··· DATA FOR THIS EXERCISE ···
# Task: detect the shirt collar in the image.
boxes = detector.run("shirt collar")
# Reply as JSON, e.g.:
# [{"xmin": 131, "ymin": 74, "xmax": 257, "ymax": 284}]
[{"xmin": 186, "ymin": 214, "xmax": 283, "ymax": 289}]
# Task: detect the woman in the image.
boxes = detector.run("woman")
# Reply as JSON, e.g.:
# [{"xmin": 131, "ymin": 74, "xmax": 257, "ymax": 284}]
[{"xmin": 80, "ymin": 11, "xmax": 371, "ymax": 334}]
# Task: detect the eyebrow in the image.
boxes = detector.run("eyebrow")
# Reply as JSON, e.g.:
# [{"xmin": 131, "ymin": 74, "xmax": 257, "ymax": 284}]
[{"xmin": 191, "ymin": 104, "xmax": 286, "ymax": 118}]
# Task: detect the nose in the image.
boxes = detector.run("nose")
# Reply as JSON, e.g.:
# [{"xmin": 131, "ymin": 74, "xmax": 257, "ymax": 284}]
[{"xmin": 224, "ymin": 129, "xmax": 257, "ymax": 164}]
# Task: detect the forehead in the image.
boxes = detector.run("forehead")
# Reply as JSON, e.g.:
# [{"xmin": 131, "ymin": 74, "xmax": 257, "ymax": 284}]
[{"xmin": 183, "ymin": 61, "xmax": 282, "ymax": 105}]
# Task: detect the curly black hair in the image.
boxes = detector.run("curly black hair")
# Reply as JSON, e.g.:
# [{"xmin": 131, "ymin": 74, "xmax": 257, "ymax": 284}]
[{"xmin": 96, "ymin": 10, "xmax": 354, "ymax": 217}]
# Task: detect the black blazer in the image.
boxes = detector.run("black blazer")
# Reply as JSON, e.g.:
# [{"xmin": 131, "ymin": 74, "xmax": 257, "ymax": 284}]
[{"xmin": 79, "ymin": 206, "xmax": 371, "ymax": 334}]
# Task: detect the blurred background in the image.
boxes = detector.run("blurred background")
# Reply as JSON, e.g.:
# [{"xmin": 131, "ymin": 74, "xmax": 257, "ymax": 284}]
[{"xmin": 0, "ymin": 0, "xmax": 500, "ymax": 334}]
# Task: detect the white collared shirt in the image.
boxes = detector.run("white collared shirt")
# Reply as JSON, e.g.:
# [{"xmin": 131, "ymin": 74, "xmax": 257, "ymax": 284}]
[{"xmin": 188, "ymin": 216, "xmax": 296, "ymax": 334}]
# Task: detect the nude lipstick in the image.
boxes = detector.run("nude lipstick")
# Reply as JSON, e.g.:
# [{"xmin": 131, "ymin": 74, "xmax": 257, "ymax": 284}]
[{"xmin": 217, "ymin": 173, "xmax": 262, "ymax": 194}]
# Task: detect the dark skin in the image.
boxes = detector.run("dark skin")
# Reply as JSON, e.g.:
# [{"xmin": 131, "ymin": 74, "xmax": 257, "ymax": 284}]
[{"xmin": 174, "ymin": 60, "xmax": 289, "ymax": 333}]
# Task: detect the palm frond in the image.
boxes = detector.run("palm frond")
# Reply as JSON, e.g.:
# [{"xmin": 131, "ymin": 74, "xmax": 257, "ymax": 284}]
···
■ REQUIRED WORK ■
Return every line in the data above that contains the word "hair". Case counts.

■ TASK OUTPUT ■
# Task: detect the curly black hair in the image.
boxes = detector.run("curly black hair")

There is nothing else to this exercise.